>> START Dataset content

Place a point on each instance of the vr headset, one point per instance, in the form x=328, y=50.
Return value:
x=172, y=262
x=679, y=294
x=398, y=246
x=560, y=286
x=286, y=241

>> END Dataset content

### Goal
Output the rows above as a Markdown table with the columns No and Line, numbering each row and leaving out any blank lines.

### Solution
| No | Line |
|---|---|
| 1 | Place a point on each instance of the vr headset, one point per instance, in the form x=328, y=50. |
| 2 | Return value: |
| 3 | x=172, y=262 |
| 4 | x=679, y=294 |
| 5 | x=398, y=246 |
| 6 | x=560, y=286 |
| 7 | x=286, y=241 |